**THE REQUEST:**
Render the records as a two-column CSV with the headers "text" and "answer". Give one row per record, put each field in quotes, and replace line breaks with spaces, beginning at the line that has "Reviewer note: every instance of the white wide-brim" and stopping at the end of the records.

**RECORDS SHOWN:**
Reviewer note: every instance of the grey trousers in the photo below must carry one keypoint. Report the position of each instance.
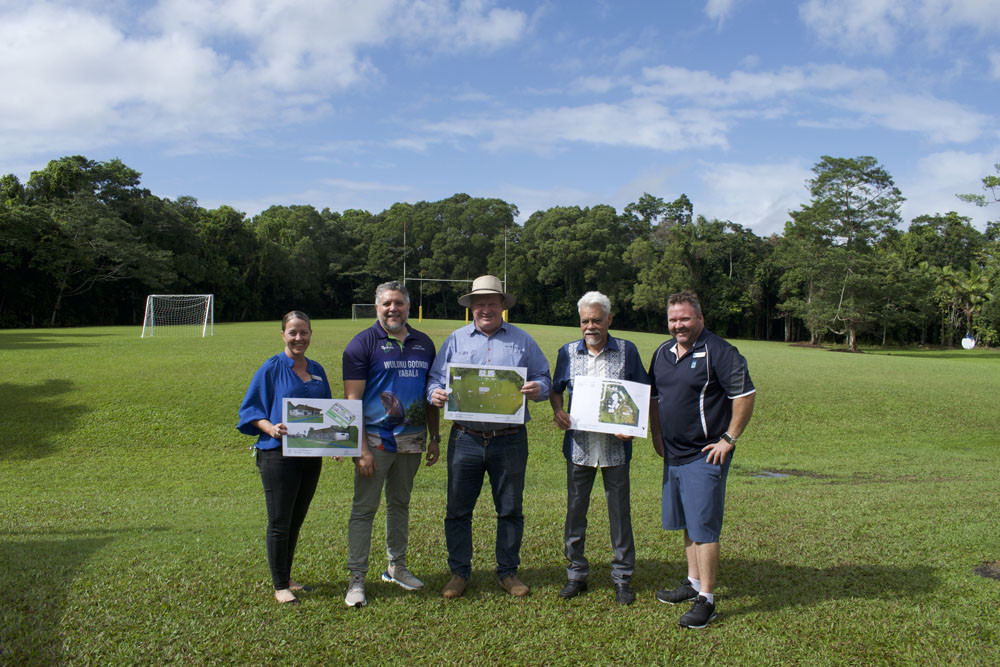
(579, 482)
(394, 472)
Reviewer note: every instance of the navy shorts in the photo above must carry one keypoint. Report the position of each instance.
(693, 498)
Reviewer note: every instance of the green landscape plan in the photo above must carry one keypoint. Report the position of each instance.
(486, 393)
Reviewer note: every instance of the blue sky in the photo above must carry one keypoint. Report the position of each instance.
(347, 104)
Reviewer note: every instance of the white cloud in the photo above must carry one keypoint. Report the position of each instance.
(633, 123)
(474, 24)
(881, 25)
(994, 57)
(865, 96)
(940, 120)
(719, 10)
(79, 77)
(757, 196)
(935, 180)
(739, 87)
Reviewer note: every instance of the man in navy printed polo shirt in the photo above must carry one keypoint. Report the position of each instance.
(705, 399)
(386, 367)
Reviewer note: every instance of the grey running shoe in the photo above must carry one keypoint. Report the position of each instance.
(398, 574)
(356, 591)
(682, 593)
(701, 613)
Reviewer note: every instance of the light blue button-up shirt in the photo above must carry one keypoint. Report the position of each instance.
(507, 346)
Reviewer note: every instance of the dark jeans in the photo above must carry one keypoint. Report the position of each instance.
(579, 483)
(289, 484)
(504, 459)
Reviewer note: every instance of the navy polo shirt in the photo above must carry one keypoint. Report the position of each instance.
(395, 378)
(696, 393)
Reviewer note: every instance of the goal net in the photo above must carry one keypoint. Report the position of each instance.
(362, 311)
(179, 315)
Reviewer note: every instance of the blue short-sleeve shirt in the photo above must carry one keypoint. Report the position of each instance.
(395, 376)
(696, 393)
(275, 380)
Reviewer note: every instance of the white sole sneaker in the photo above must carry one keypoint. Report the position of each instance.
(388, 578)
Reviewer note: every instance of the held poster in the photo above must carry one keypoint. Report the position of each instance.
(485, 393)
(322, 427)
(610, 406)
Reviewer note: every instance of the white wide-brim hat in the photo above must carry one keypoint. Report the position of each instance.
(487, 285)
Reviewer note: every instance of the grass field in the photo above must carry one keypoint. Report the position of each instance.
(132, 520)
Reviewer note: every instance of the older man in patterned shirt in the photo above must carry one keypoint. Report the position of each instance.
(596, 355)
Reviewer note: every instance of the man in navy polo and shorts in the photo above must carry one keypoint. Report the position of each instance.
(702, 399)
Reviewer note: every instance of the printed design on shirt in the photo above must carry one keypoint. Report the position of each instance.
(588, 446)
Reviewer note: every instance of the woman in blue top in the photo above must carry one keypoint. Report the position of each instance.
(289, 482)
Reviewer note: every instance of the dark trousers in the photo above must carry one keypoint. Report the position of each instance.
(504, 459)
(579, 483)
(289, 485)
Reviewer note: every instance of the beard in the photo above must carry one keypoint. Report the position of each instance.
(395, 326)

**OUTPUT:**
text,answer
"Reviewer note: every instance of the white wide-brim hat in the photo above must carry one keypoint. Report the position of each instance.","(487, 285)"
"Reviewer note: every instance of the grass field in the photo above must carry one keypoint. Report the position of each instance.","(132, 520)"
"Reviewer note: every instance of the older man in patterned shirt in the photo above must carry one keypoint. Report the position of each instance.","(596, 355)"
"Reviewer note: every instance of the man in navy polo and shorts in the photo above must carry one keypoint. Report the position of each instance.","(702, 399)"
"Reviewer note: every instance of the printed design on shirt in the photo above must carry one keypoint. Report the position of each instance.","(588, 446)"
"Reviewer note: every instance of the woman in blue top in the photo above must carry one keypoint. Report the position of each instance.","(289, 482)"
"Reviewer note: every instance of the dark trousers in the photo above must carry one keypoint. Report the position of each instance.","(504, 459) (579, 483) (289, 485)"
"Reviewer note: every instance of the beard in the photo above must carry one keypoint. Report the position of each instance.","(395, 326)"